_GIVEN PROBLEM_
Can you reproduce the entire listing below word for word, leaving the pictures out of your copy?

** START **

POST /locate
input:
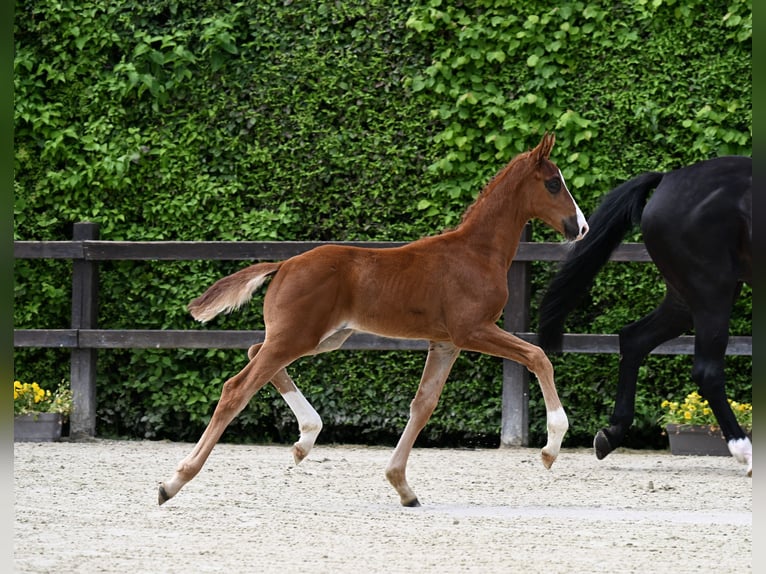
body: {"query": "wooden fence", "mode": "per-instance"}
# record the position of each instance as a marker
(85, 339)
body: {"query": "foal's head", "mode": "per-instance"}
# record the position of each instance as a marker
(547, 194)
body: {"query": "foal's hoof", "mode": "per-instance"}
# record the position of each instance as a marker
(548, 459)
(299, 453)
(601, 445)
(163, 496)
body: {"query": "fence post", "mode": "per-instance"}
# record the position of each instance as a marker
(82, 422)
(514, 429)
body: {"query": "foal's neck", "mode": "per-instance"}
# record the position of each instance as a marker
(494, 222)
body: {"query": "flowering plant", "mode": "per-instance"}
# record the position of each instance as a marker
(31, 398)
(695, 410)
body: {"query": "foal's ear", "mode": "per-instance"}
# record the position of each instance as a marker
(543, 149)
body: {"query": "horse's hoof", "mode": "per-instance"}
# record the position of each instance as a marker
(299, 453)
(162, 496)
(601, 445)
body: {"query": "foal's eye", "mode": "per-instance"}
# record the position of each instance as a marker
(553, 185)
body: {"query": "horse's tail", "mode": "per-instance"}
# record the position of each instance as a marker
(231, 292)
(619, 212)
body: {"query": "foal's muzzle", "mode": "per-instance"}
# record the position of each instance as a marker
(575, 227)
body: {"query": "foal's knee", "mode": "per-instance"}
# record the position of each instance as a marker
(539, 363)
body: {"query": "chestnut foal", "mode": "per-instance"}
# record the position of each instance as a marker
(448, 289)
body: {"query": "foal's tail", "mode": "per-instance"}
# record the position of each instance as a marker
(231, 292)
(619, 212)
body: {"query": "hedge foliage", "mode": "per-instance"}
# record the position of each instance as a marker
(350, 120)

** END **

_WORKED SOLUTION_
POST /locate
input:
body: {"query": "wooden fence", "mode": "per-instance"}
# record the position of each instance as a marker
(85, 339)
body: {"query": "foal's head", "mode": "per-instance"}
# record the position of each instance as a marker
(547, 194)
body: {"query": "foal's hoof", "mode": "per-instance"}
# record the position of each instance as a marker
(548, 459)
(299, 453)
(601, 445)
(163, 496)
body: {"query": "fence post", "mode": "per-instance"}
# record the position of each instance as a marker
(82, 422)
(514, 429)
body: {"query": "foal's neck", "mode": "per-instance"}
# record the position of each instance as a marker
(494, 222)
body: {"query": "flowering plant", "mode": "per-instance"}
# record the position of each instance as a marker
(31, 398)
(695, 410)
body: {"query": "foal's ear", "mode": "per-instance"}
# record the position of each instance as a marker
(543, 149)
body: {"query": "horse's hoof", "mode": "per-instance"}
# record the position of each instance as a marker
(299, 453)
(162, 496)
(601, 445)
body: {"query": "foal's eye", "mode": "per-instance"}
# record the position of each instance as a marker
(553, 185)
body: {"query": "horse's tail", "mode": "per-instance"}
# record the position of each instance as a marker
(231, 292)
(619, 212)
body: {"query": "foal's muzzle", "mode": "per-instance"}
# record the position of each instance as a marker
(575, 227)
body: {"query": "foal's knee", "mode": "per-instance"}
# record the position of each instance as a marker
(539, 363)
body: {"query": "chestnut foal", "mode": "per-instance"}
# record the position of each instance as a marker
(448, 289)
body: {"query": "foal's tail", "mode": "per-instance"}
# record the position of each instance as a marker
(231, 292)
(619, 212)
body: {"query": "hedge foliage", "mode": "per-instance"}
# record the position of each instance as a marker
(350, 120)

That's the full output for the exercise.